→ **What is expected**: Switch "Pin every instance" to "Mark every instance" wherever it occurs in the lines below, and write out all the lines again with nothing else changed.

→ **Supplied material**:

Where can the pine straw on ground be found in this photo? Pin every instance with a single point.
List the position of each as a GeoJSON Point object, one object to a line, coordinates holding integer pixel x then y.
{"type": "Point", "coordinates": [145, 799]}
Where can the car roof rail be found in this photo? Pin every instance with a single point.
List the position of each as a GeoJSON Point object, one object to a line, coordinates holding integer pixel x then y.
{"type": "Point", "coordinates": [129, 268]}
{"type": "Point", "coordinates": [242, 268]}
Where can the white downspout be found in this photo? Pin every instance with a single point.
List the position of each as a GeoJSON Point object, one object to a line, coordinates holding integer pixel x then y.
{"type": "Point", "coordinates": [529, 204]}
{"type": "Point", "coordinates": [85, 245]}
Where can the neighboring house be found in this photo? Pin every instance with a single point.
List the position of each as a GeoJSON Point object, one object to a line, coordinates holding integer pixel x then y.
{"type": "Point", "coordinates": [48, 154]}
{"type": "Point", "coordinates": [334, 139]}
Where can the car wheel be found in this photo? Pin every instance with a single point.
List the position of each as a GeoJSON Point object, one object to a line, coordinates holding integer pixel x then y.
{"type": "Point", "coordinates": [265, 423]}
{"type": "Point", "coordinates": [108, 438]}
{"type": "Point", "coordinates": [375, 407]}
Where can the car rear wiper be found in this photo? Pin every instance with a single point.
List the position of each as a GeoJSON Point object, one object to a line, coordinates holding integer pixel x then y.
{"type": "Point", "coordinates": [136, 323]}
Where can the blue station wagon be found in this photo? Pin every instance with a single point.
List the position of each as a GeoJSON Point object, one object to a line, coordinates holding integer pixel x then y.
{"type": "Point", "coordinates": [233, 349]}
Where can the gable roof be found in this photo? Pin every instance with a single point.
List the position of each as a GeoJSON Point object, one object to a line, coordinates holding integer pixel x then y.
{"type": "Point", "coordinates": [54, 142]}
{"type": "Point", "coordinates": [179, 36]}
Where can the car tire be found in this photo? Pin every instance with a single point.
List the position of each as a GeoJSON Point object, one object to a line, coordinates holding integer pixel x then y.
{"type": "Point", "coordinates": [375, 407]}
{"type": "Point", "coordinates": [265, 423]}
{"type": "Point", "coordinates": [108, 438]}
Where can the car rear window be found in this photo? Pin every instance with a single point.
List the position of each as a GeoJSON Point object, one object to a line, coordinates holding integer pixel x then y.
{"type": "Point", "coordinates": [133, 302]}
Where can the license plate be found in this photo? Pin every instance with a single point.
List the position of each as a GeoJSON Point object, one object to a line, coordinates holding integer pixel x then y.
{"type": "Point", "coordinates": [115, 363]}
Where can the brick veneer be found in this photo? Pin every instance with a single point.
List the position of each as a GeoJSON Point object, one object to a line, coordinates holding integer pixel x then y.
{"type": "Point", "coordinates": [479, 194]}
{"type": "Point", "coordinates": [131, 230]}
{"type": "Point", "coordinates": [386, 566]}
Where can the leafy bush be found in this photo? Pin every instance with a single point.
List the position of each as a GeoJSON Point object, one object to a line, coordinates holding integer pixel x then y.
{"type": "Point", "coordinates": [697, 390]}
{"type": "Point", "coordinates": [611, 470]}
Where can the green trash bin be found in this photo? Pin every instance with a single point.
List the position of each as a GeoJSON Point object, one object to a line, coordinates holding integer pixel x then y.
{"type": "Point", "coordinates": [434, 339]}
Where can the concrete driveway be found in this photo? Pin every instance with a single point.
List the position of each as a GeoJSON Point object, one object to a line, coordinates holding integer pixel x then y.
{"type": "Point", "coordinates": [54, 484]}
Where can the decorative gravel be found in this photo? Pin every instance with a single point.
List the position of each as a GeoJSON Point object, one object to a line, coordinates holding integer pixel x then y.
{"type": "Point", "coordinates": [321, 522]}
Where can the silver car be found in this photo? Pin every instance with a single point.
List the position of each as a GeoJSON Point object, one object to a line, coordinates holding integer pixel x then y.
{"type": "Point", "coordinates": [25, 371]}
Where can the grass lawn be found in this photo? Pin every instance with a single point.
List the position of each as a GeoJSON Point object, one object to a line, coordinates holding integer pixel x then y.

→ **Result**:
Where can the pine straw on ground be found in this photo? Mark every instance with a single point.
List the position of each as a GeoJSON Point object, one object to a line, coordinates holding integer pixel x then y.
{"type": "Point", "coordinates": [145, 799]}
Where can the car roof rail be found in this photo? Mark every instance with a single point.
List the position of each as a GeoJSON Point object, one object to a line, coordinates holding integer pixel x then y.
{"type": "Point", "coordinates": [129, 268]}
{"type": "Point", "coordinates": [242, 268]}
Where can the white downspout be found in this photo? Mark every instance with a single point.
List the position of each as a GeoJSON Point object, one object to a line, coordinates holding integer pixel x then y.
{"type": "Point", "coordinates": [529, 204]}
{"type": "Point", "coordinates": [85, 245]}
Where can the neighboring house be found in this photo? Mark every instance with a single point.
List the position of each as a GeoJSON Point object, one object to a line, coordinates holding integer pixel x then y.
{"type": "Point", "coordinates": [48, 154]}
{"type": "Point", "coordinates": [334, 139]}
Where can the car wheel be found in this photo? Mark every instance with a single point.
List the position of each as a GeoJSON Point object, one object to a line, coordinates holding integer pixel x then y.
{"type": "Point", "coordinates": [265, 423]}
{"type": "Point", "coordinates": [108, 438]}
{"type": "Point", "coordinates": [375, 407]}
Where can the car rear wiper be found in this photo? Mark every instance with a single point.
List the position of each as a GeoJSON Point object, one object to a line, coordinates holding integer pixel x then y.
{"type": "Point", "coordinates": [136, 323]}
Where can the blue station wagon be found in this photo? Mark every instance with a single point.
List the position of each as a GeoJSON Point object, one object to a line, coordinates holding integer pixel x then y.
{"type": "Point", "coordinates": [233, 349]}
Where can the gable roof be found in this photo? Mark every instance with a single point.
List the position of each as a GeoJSON Point object, one object to a line, coordinates holding integer pixel x then y.
{"type": "Point", "coordinates": [54, 142]}
{"type": "Point", "coordinates": [179, 36]}
Where can the car tire be found in this photo? Mark every instance with a single point.
List the position of each as a GeoJSON Point object, one object to a line, coordinates holding integer pixel x then y.
{"type": "Point", "coordinates": [375, 407]}
{"type": "Point", "coordinates": [265, 423]}
{"type": "Point", "coordinates": [108, 438]}
Where can the car rear window be found in this photo? Mark every instance with a single point.
List the position of each as a GeoJSON Point object, one object to a line, coordinates holding integer pixel x then y.
{"type": "Point", "coordinates": [133, 302]}
Where can the license plate be found in this photo? Mark every instance with a single point.
List the position of each as a GeoJSON Point object, one object to a line, coordinates holding integer pixel x then y.
{"type": "Point", "coordinates": [115, 363]}
Where can the brick veneer be found in this photo? Mark every instance with a single point.
List the position of each as a GeoJSON Point object, one object to a line, coordinates holding integer pixel x then y.
{"type": "Point", "coordinates": [479, 194]}
{"type": "Point", "coordinates": [131, 230]}
{"type": "Point", "coordinates": [386, 566]}
Where can the leafy bush be found in this photo? Mark every instance with a single point.
List the position of each as a GeoJSON Point object, one object to a line, coordinates holding integer pixel x then y.
{"type": "Point", "coordinates": [697, 390]}
{"type": "Point", "coordinates": [611, 470]}
Where can the green trash bin be found in this photo? Mark every instance with a single point.
List the position of each as a GeoJSON Point object, one object to a line, coordinates holding integer pixel x then y.
{"type": "Point", "coordinates": [434, 339]}
Where can the concrete driveway be found in this photo? Mark every instance with a single point.
List the position of each as a GeoJSON Point object, one object to a line, coordinates holding integer pixel x then y.
{"type": "Point", "coordinates": [54, 484]}
Where can the decorative gravel be found in this photo? Mark every instance with a single point.
List the position of each as a GeoJSON Point object, one object to a line, coordinates holding integer pixel x then y.
{"type": "Point", "coordinates": [321, 522]}
Where can the silver car be found in this photo? Mark every instance with a single point.
List the position of each as a GeoJSON Point object, one object to a line, coordinates holding integer pixel x then y.
{"type": "Point", "coordinates": [25, 371]}
Where can the grass lawn be found in this photo? Mark every instance with a single point.
List the position of each as a GeoJSON Point object, one object to a line, coordinates holding integer pixel x then y.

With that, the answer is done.